#### Document section
The opinion may be found here.

Photo from U of T News.

Conviction for providing false information to law enforcement authorities requires that the authorities identify themselves and advise that the person is the subject of official investigation for violation of the law/ sufficiency of the evidence in delinquency cases can be raised in the first instance on appeal

In re: D.S., No. 17 WAP 2011, 2/21/12 (11 pages)

Investigating a report of a holdup by a young boy that yielded $10, the police, based on the victim’s description, developed a description of suspect and compiled a list of individuals they thought fit. Two plainclothes detectives then sought out one of the youths on the list, D.S.  Traveling in an unmarked car, they found D.S. at a park with two friends, and approached the three, instructing them to get their hands in the air and against a gate at a school adjoining the park. A third officer then arrived at the scene ( a footnote in the opinion notes ambiguity  in the record regarding whether any or all of the officers were wearing uniforms, but like the lower courts that heard and reviewed the case, assumed that the officers were in plainclothes) in a separate vehicle. D.S. and his companions were patted down and asked their names, ages and addresses. One of D.S.’s friends asked the officers what they had done and why they were being searched, but the officers never identified themselves nor why they were detaining and searching the boys. That same boy also claimed he heard one of the officers say he knew that D.S. had given him a false name, and then saw one of them throw D.S. onto the ground and kick him after he was handcuffed. By this time about 15 people were watching the incident.  The officers called for back-up, and D.S. was arrested and charged with disorderly conduct and providing false information to law enforcement authorities pursuant to 18 Pa.C.S. §4914. At a delinquency hearing, D.S. was adjudicated delinquent of the false information charge only and committed to a juvenile treatment facility.

#### Material provided

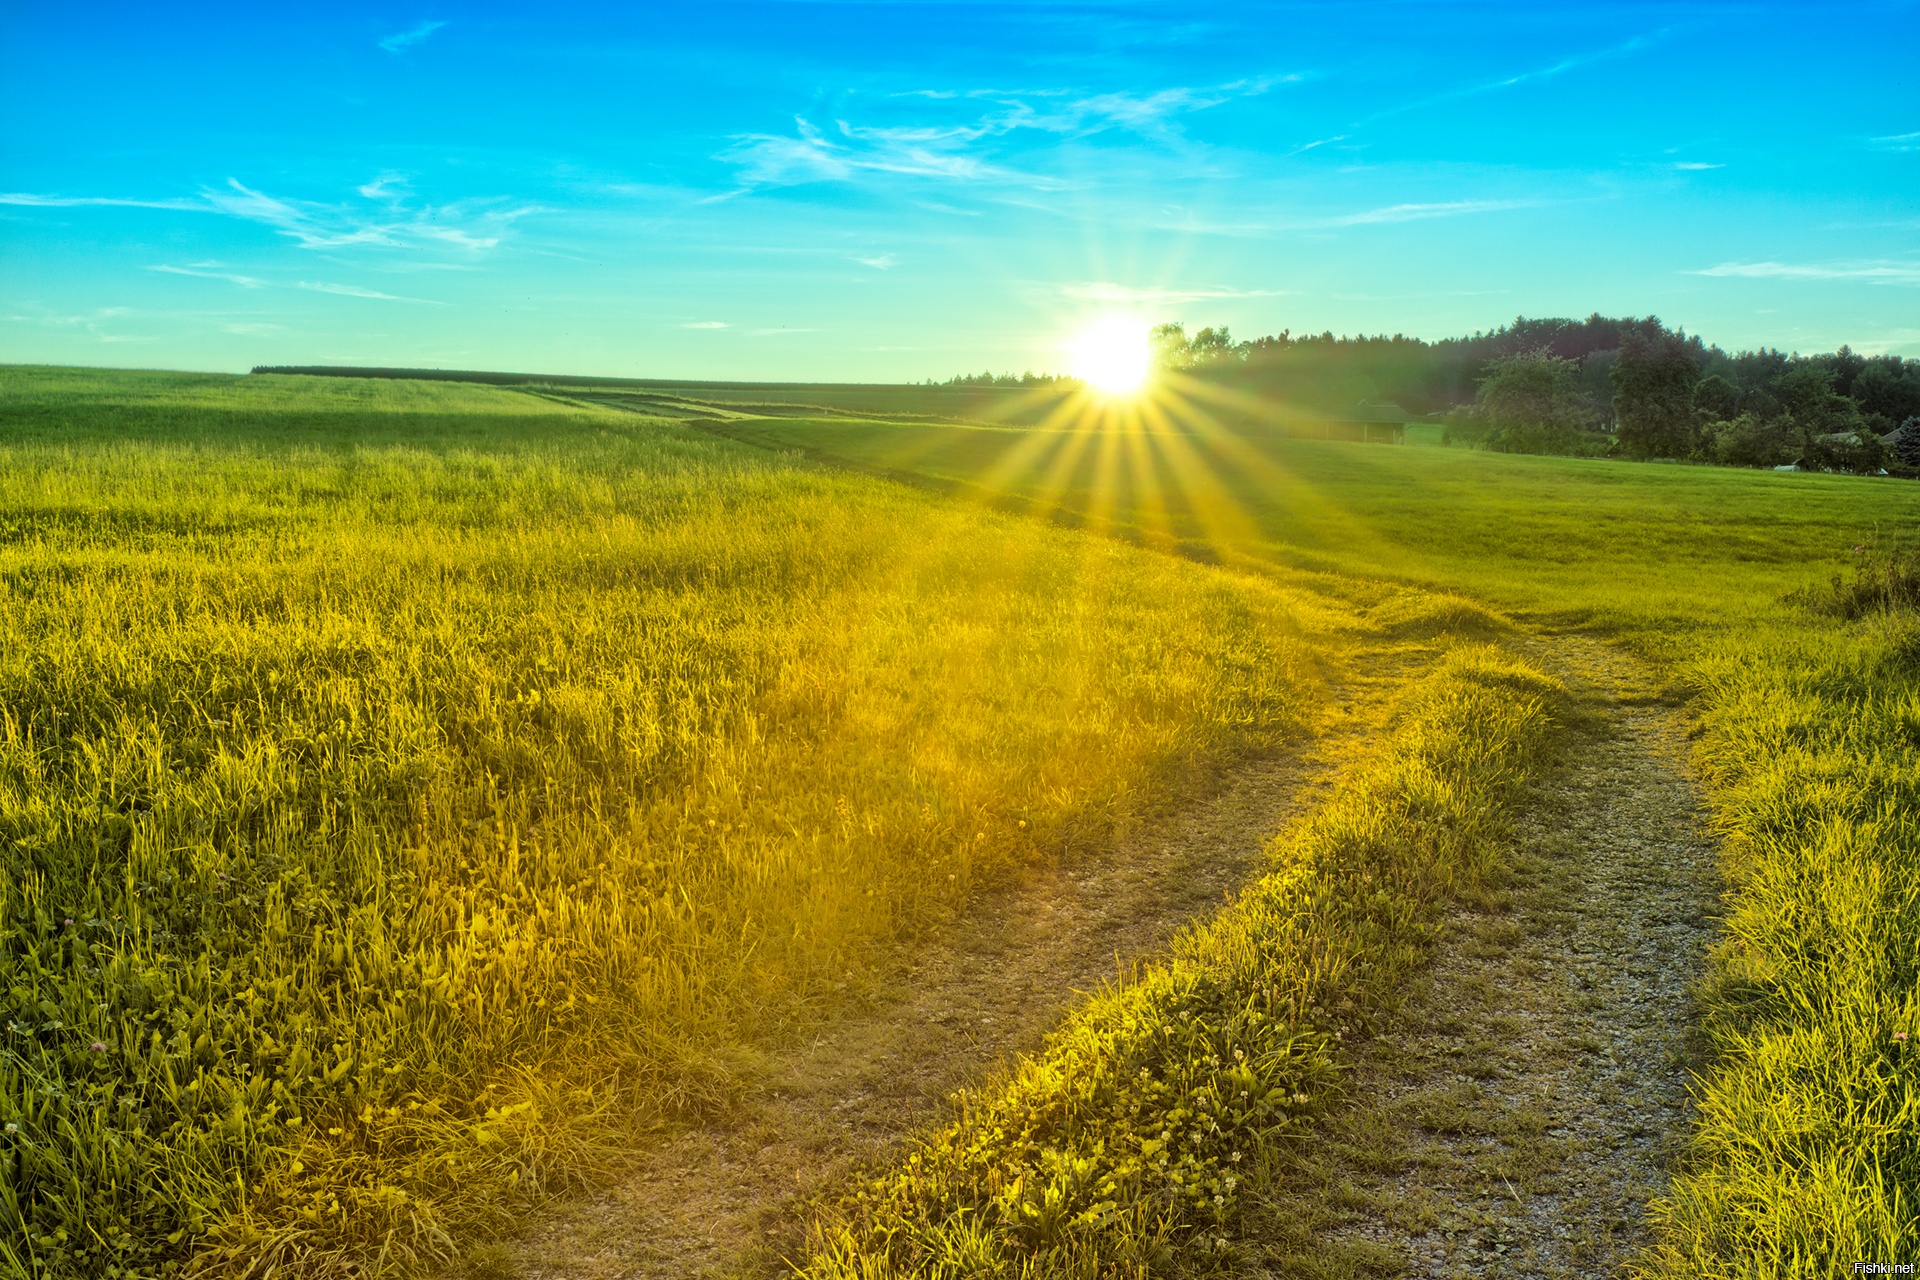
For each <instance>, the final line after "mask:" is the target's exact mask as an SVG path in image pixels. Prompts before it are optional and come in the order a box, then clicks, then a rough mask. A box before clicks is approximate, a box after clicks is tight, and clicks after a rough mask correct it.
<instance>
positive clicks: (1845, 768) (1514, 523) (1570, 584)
mask: <svg viewBox="0 0 1920 1280" xmlns="http://www.w3.org/2000/svg"><path fill="white" fill-rule="evenodd" d="M726 430H730V434H735V436H741V438H751V439H753V441H756V443H760V445H764V447H772V449H789V451H801V453H810V455H814V457H829V459H837V461H843V462H847V464H852V466H860V468H868V470H881V472H900V474H910V476H916V478H920V480H922V482H925V484H933V486H935V487H943V489H948V491H954V493H958V495H964V497H973V499H979V501H983V503H989V505H998V507H1012V509H1020V510H1029V512H1039V514H1044V516H1050V518H1054V520H1058V522H1066V524H1087V526H1094V528H1104V530H1110V532H1116V533H1121V535H1125V537H1131V539H1139V541H1148V543H1160V545H1167V547H1175V549H1181V551H1185V553H1188V555H1196V557H1210V558H1219V560H1225V562H1231V564H1244V566H1258V564H1273V566H1283V564H1294V566H1311V568H1319V570H1332V572H1344V574H1359V576H1369V578H1388V580H1400V581H1407V583H1419V585H1427V587H1442V589H1448V591H1459V593H1465V595H1471V597H1476V599H1480V601H1486V603H1492V604H1496V606H1500V608H1503V610H1509V612H1511V614H1515V616H1519V618H1523V620H1528V622H1532V624H1536V626H1540V628H1546V629H1553V628H1584V629H1592V631H1597V633H1603V635H1611V637H1615V639H1619V641H1620V643H1624V645H1630V647H1634V649H1636V651H1640V652H1642V654H1645V656H1647V658H1651V660H1653V662H1657V664H1659V666H1661V668H1663V670H1665V674H1667V677H1668V681H1670V691H1672V693H1674V695H1680V697H1688V699H1690V708H1692V714H1693V716H1695V718H1697V723H1699V741H1697V766H1699V770H1701V773H1703V777H1705V779H1707V783H1709V800H1711V804H1713V810H1715V819H1716V823H1718V829H1720V833H1722V837H1724V844H1726V856H1724V871H1726V881H1728V898H1726V921H1724V936H1722V942H1720V946H1718V950H1716V954H1715V960H1713V967H1711V975H1709V981H1707V986H1705V990H1703V994H1701V1002H1703V1015H1705V1029H1707V1036H1709V1040H1711V1054H1709V1057H1707V1061H1705V1065H1703V1075H1701V1086H1699V1123H1697V1128H1695V1132H1693V1138H1692V1144H1690V1151H1688V1157H1686V1161H1684V1165H1682V1169H1680V1173H1678V1176H1676V1180H1674V1184H1672V1192H1670V1196H1668V1197H1667V1199H1665V1201H1661V1203H1659V1205H1655V1219H1657V1222H1659V1245H1657V1249H1655V1251H1653V1253H1651V1255H1649V1257H1647V1261H1645V1267H1647V1272H1649V1274H1659V1276H1680V1274H1688V1276H1699V1274H1705V1276H1776V1274H1805V1276H1814V1274H1830V1272H1834V1270H1843V1268H1847V1267H1851V1265H1853V1263H1855V1261H1882V1263H1893V1261H1901V1259H1907V1257H1910V1249H1912V1245H1914V1242H1916V1240H1920V1144H1916V1142H1914V1132H1916V1117H1920V1057H1916V1052H1914V1050H1912V1048H1910V1046H1912V1042H1914V1036H1920V990H1916V984H1920V961H1916V956H1920V616H1916V614H1914V608H1912V603H1910V578H1912V570H1910V566H1912V558H1910V557H1912V551H1910V547H1912V541H1914V535H1916V532H1920V486H1914V484H1908V482H1899V480H1857V478H1841V476H1803V474H1772V472H1743V470H1726V468H1697V466H1661V464H1634V462H1611V461H1571V459H1532V457H1501V455H1484V453H1467V451H1452V449H1394V447H1384V445H1371V447H1369V445H1338V443H1313V441H1244V439H1235V438H1231V436H1217V434H1215V436H1169V434H1160V436H1148V434H1139V432H1133V434H1129V432H1104V434H1102V432H1010V430H975V428H954V426H924V424H922V426H876V424H856V422H845V420H814V422H749V424H735V426H730V428H726ZM1903 547H1905V549H1903ZM1836 580H1837V581H1836Z"/></svg>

#### Assigned task 1
Answer from the In re: D.S. case summary:
(a) How much money did the reported holdup yield?
(b) About how many people were watching by the time the officers called for back-up?
(c) Of which charge was D.S. adjudicated delinquent?
#### Assigned task 2
Carry the In re: D.S. case summary forward from its final sentence.
None of the material is needed here.

#### Result 1
(a) $10
(b) About 15
(c) Providing false information to law enforcement authorities, under 18 Pa.C.S. §4914

#### Result 2
D.S. appealed. In its opinion sustaining the adjudication, the juvenile court opined that the issue of the sufficiency of the evidence to convict was waived for failure to raise it at trial. The Superior Court, showing no concern for the alleged waiver, said that the totality of the circumstances supported the adjudication. The Pennsylvania Supreme Court accepted D.S.’s petition for allowance of appeal.

The Court first deal with the waiver issue.  Noting that if this were a criminal case the sufficiency of the evidence could be challenged for the first time on appeal, concluded that that rule, though not expressly stated in the Pa.R.J.C.P., should be applied to juvenile cases as well. The Court’s reasons included the inapplicability of the PCRA to juvenile proceedings, the optional nature of post-verdict motions in juvenile court, and that review of challenges to the sufficiency of the evidence is a pure question of law over which review is de novo.

On the sufficiency issue, the Court had little trouble. §4914 requires that a police officer identify himself or herself and state that the person is the subject of an official investigation for a violation of the law. The statute is clear of ambiguity. The Court rejected the Commonwealth’s contention that “circumstances” might satisfy the identification and purpose elements of the statutes. D.S., who was adjudicated delinquent and committed to a juvenile facility nearly 19 months to the day of the opinion, is no longer a delinquent.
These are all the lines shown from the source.